SET PROBLEM: Echo the following listing back line for line, without changing a single character.

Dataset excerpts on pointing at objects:

* Begin *

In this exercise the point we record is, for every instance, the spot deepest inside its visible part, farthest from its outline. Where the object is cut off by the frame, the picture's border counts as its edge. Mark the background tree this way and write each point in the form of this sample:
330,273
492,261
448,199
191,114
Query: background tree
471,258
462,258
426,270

* End *

FINAL RESULT:
In this exercise the point we record is, for every instance, the spot deepest inside its visible part, farthest from its outline. Where the object is cut off by the frame, the picture's border counts as its edge. Mark the background tree this way and write each point in the form of this sample:
330,273
492,261
448,199
191,114
Query: background tree
471,258
462,258
426,270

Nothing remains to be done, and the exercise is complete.